Given task
Could you write out the records unchanged, beginning at the line that contains "- **Object to find**: the navy trading jacket" and continuing through the end of the records?

* Begin Excerpted data *

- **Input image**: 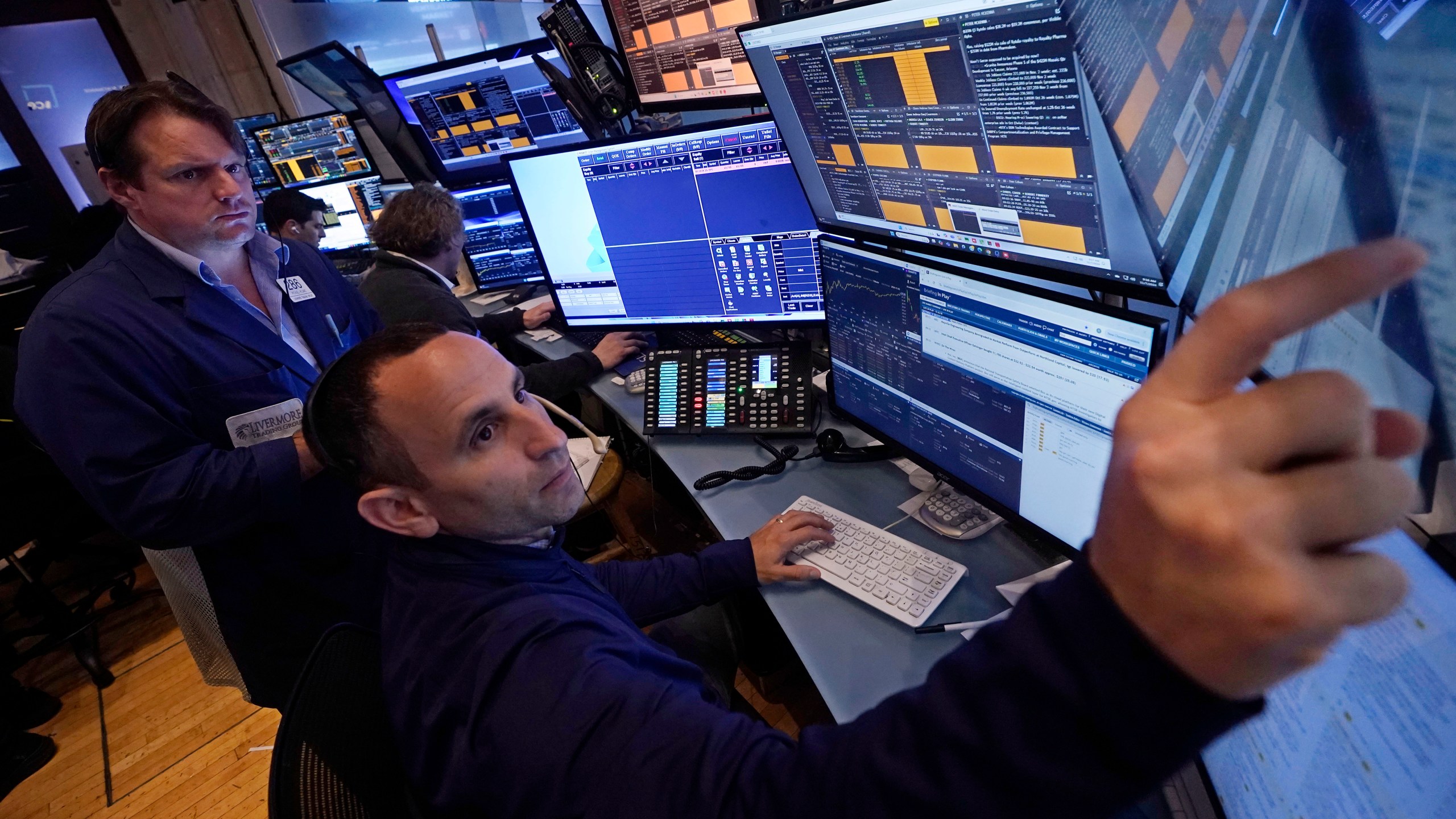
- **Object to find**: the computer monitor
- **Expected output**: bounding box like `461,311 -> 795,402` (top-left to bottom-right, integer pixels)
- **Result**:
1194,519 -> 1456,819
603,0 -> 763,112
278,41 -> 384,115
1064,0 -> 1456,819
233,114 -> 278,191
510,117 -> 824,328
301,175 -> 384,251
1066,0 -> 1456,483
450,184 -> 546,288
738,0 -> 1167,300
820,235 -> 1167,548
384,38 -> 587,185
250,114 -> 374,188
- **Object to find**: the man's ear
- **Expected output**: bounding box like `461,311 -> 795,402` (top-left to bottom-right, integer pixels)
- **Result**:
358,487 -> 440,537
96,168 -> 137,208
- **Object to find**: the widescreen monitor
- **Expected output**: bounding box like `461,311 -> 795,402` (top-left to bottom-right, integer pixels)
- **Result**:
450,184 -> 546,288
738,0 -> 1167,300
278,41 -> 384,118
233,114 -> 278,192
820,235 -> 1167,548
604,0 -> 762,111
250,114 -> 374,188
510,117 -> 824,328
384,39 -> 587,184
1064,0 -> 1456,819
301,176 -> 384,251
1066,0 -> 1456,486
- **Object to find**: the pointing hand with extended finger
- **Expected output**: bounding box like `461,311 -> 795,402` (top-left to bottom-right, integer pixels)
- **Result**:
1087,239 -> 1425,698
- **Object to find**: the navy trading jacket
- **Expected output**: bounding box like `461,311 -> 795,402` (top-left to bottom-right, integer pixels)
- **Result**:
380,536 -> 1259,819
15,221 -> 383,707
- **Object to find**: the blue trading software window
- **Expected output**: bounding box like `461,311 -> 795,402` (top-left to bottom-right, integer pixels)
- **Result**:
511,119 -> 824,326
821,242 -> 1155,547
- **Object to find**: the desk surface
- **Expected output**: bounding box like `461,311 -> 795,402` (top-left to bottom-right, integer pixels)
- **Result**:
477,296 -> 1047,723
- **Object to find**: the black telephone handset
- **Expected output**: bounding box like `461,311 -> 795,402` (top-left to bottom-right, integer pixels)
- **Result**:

* End Excerpted data *

Completed task
- **Object to find**: the navy trading jacket
- **Expected output**: bounding box like `461,311 -> 795,402` (top-left to bottom-right, integer pixels)
- **Result**:
380,536 -> 1259,819
15,221 -> 383,707
- **Object to find**: the blue trading software window
- **Expected output**: bounding box like `461,311 -> 795,402` (top-left to bottom-right, integer pixels)
- **Result**:
511,119 -> 824,326
821,242 -> 1155,547
- **Object to find**: the desk surface
- **Expected output**: bounding box like `461,311 -> 795,402` (top-left to bottom-right, integer pixels)
- **Result**:
477,296 -> 1047,723
- **Object to find**: the black telephone handset
- **Expected output**: bounding box like `461,311 -> 795,402` (top-left to bottom-right, integer pixels)
- **Result**:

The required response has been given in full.